Excerpt provided —
Archbishop Jason Gordon concludes his examination of homiletics
When we stand before God’s people in liturgy, we stand naked spiritually. We stand in persona Christi in the consummation of the marriage between Christ and His bride. We do not even have a fig leaf to hide our shame.
People know if we have the goods or not. They know if we are careerists or men of God. They know if we have depth or ambition. They know if we are pastors or bureaucrats.
“When preaching takes place within the context of the liturgy, it is part of the offering made to the Father and a mediation of the grace which Christ pours out during the celebration. This context demands that preaching should guide the assembly, and the preacher, to a life-changing communion with Christ in the Eucharist.” (138, Evangelii Gaudium)
Another way of speaking about life-changing communion with Christ in the Eucharist, is to speak about authentic, integral human development—that you commit to become the best version of yourself, that you commit to becoming a saint.

Data extracts —
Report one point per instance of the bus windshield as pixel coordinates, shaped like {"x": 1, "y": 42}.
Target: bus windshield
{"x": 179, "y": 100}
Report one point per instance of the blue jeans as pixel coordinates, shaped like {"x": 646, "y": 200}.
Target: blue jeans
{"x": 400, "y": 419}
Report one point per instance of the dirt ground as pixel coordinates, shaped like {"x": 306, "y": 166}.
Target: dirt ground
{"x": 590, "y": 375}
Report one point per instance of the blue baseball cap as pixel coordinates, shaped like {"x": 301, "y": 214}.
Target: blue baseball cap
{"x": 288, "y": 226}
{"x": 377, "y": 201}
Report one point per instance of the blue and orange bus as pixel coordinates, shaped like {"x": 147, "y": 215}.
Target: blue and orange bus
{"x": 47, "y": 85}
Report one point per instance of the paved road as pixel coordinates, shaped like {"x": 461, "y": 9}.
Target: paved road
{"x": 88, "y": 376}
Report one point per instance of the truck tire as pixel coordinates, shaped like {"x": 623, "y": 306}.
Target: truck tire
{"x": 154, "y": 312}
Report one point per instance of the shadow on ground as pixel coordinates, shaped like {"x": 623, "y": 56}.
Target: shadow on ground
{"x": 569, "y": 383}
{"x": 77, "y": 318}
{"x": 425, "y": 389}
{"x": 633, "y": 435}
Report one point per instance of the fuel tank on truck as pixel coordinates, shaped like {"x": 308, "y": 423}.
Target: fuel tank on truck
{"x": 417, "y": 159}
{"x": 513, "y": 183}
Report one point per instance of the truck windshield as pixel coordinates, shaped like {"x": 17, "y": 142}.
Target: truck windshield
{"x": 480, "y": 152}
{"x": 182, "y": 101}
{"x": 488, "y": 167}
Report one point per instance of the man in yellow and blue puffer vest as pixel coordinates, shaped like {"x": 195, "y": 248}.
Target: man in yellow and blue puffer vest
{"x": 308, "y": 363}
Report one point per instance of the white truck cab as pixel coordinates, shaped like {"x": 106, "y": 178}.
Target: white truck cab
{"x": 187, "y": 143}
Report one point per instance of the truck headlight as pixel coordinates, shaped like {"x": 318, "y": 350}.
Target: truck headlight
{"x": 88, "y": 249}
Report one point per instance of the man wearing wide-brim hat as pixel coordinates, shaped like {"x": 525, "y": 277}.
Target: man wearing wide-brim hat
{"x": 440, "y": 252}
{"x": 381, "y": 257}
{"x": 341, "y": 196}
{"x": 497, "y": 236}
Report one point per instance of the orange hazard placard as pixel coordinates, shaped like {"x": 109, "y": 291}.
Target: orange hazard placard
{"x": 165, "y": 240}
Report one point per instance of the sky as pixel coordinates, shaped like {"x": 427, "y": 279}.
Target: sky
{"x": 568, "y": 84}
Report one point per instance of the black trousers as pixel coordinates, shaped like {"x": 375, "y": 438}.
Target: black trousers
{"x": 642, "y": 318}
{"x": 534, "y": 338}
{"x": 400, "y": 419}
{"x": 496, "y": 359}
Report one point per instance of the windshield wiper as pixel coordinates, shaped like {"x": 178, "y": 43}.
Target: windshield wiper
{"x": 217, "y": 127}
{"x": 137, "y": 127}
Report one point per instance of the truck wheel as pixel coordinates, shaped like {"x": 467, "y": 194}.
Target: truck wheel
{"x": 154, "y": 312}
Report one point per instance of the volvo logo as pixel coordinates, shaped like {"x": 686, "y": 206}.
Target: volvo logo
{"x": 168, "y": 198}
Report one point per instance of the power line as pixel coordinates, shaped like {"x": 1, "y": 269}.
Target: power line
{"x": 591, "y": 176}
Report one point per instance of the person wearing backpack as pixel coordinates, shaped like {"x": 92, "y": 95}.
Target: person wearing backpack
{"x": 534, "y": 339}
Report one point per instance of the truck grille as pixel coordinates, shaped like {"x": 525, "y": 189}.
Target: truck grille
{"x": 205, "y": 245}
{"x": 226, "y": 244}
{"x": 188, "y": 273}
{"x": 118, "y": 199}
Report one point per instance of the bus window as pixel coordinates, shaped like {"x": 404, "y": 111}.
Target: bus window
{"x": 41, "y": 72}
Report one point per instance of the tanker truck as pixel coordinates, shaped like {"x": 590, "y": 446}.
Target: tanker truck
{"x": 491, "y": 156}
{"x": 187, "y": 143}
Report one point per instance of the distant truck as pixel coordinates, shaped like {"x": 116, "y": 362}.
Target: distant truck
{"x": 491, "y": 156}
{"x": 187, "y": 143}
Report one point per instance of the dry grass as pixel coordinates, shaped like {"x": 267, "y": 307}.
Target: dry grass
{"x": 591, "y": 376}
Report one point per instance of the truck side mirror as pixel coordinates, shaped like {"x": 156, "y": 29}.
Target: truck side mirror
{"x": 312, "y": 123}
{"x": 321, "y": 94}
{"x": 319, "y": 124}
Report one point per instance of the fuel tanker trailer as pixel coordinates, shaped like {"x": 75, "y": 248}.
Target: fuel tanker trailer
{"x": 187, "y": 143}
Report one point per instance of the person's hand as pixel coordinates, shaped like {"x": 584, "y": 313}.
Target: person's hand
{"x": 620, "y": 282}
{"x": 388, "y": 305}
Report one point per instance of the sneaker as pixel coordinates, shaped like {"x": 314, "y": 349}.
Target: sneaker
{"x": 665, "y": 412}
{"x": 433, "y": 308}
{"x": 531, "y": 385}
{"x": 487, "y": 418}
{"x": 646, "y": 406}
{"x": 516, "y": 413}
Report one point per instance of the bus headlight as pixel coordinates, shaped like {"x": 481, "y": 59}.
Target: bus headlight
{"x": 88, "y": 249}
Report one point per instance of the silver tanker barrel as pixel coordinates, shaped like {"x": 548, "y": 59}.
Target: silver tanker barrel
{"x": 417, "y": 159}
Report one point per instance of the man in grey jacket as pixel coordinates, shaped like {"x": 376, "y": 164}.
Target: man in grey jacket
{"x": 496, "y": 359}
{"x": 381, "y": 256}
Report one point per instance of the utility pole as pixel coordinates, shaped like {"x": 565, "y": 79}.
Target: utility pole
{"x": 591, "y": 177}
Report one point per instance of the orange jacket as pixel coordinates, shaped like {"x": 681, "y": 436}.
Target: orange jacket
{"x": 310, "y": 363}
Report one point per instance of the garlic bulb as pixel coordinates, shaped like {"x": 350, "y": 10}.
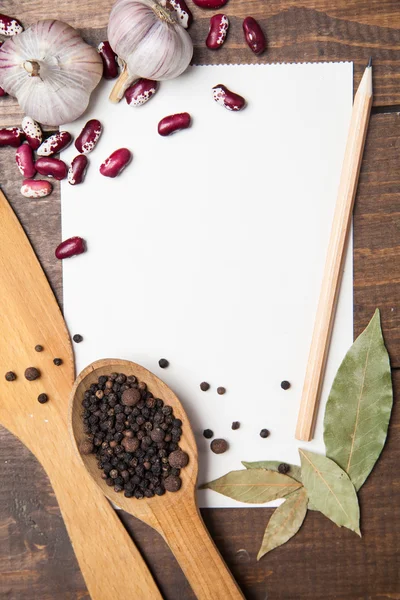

What to produce — Continue the reflection on liturgical preaching from the point where it stops.

Result —
This means having a priest mentor who can call you out and speak honestly and freely with you. If you think older priests have nothing to offer you, think again. Men become great priests because they are mentored by great priests.
It means having a spiritual director with whom you are absolutely honest. It means regular confession. It means having a group of priest friends that you hang out with regularly. It means commitment to reading deeply and broadly, not only spirituality and theology, but culture, economics, history, technology, cosmology, gene theory. You need to keep current on all major movements influencing modern life and society. Read broad and widely about homiletics, not just Catholics—read evangelicals and other ministers who have a flourishing ministry of preaching.
Read about organising your ministries or your parish. Be a man committed to ongoing formation, thinking and learning. Have an open mind; be willing to learn and grow.
A student once asked me how long it takes to prepare for a homily. I asked, “A really good one?” He said “yes”. I told them that would be between 15 and 25 years. A really good homily requires a person who has surrendered his life, gifts, aspirations to Christ. This takes work, commitment and time.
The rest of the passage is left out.